Il y a peu de chances pour que son nom vous soit familier… Pourtant, Habib Benglia fut le premier comédien noir à connaître la célébrité en France, s’imposant comme une figure incontournable de la vie culturelle parisienne. Un véritable exploit, dans une société où les préjugés racistes avaient une sacrée place.
Habib Benglia est né le 25 août 1895 à Oran, qui fait alors encore partie de l’Algérie française. Fils de caravaniers du Soudan français (actuel Mali), Habib vécut toute son enfance à Tombouctou. Lui et sa famille arrivèrent par la suite en France, afin de livrer des dromadaires au Jardin d’acclimatation, à l’occasion de l’exposition coloniale de 1912, intitulée « les Nègres ». Suite à cet événement, le jeune homme décida de rester en France. Commença alors pour lui une carrière au théâtre, à partir de 1913.

++++++

> _DÉTAILS DE L'EXERCICE_:
Répondez à ces questions sur le texte consacré à Habib Benglia :
1. Quel fut le premier comédien noir à connaître la célébrité en France ?
2. Dans quelle ville Habib Benglia vécut-il toute son enfance ?
3. En quelle année commença sa carrière au théâtre ?

++++++

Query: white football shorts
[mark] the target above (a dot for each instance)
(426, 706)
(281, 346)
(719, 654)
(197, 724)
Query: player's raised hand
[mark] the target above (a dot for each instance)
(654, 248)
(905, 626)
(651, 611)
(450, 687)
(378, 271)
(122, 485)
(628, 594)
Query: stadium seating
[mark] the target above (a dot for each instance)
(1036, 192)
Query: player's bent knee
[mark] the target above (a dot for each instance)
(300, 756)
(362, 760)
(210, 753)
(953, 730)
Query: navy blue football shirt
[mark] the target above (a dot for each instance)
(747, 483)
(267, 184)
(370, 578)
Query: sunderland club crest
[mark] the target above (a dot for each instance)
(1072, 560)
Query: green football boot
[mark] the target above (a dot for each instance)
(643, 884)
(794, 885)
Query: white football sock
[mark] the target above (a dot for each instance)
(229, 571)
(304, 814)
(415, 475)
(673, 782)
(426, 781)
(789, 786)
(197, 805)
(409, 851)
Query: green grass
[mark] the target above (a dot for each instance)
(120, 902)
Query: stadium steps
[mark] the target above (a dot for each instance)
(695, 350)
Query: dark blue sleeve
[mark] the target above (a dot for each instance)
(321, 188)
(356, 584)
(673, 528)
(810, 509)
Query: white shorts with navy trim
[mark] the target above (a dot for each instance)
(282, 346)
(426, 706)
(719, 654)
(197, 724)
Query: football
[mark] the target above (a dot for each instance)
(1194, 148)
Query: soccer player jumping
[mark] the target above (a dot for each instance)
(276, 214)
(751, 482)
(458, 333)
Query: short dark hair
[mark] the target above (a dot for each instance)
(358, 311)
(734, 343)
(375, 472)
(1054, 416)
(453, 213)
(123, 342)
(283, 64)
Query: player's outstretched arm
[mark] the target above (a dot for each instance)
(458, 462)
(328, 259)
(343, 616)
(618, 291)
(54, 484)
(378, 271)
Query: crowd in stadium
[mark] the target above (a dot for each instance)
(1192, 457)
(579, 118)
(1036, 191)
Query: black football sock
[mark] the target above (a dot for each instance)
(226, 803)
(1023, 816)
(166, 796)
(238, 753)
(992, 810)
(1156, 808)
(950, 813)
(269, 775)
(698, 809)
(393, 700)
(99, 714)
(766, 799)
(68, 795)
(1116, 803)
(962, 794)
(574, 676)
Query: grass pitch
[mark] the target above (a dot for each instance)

++++++

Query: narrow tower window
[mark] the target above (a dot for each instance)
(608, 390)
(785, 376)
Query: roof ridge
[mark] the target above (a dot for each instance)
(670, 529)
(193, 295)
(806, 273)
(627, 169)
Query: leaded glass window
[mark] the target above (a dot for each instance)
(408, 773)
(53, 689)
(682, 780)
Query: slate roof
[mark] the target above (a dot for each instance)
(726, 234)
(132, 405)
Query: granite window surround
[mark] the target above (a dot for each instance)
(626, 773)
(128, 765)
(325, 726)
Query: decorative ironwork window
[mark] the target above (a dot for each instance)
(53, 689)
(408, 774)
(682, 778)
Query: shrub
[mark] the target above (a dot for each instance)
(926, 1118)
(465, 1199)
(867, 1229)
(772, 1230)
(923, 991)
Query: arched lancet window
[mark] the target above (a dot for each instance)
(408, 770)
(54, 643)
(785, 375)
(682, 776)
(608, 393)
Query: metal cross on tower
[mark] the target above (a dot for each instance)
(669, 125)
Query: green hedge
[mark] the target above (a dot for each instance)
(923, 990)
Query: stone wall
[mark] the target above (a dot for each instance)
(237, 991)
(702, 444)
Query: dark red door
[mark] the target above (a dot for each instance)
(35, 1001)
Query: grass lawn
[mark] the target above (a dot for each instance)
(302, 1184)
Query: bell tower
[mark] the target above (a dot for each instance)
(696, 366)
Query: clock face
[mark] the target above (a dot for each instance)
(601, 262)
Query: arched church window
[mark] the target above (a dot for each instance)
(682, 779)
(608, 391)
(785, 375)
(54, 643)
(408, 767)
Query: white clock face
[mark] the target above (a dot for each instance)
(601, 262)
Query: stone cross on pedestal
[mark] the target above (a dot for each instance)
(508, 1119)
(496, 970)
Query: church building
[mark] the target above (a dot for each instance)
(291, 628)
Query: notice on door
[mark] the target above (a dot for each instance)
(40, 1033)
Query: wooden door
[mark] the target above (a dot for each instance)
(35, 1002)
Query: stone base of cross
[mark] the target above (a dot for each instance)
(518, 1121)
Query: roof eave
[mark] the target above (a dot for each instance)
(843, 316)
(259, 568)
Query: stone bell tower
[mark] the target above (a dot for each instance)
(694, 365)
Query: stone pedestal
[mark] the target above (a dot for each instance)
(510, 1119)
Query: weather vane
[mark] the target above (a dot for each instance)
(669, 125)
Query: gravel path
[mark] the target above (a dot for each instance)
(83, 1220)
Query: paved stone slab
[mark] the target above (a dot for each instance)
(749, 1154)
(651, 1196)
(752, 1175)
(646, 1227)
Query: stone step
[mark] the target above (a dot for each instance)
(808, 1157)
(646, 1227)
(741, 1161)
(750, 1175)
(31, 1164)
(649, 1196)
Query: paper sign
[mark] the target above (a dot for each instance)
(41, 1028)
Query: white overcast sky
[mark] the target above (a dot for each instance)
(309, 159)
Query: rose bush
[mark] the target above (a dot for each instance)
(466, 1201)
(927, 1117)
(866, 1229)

++++++

> _RÉPONSE PROPOSÉE_:
1. Habib Benglia.
2. À Tombouctou.
3. En 1913.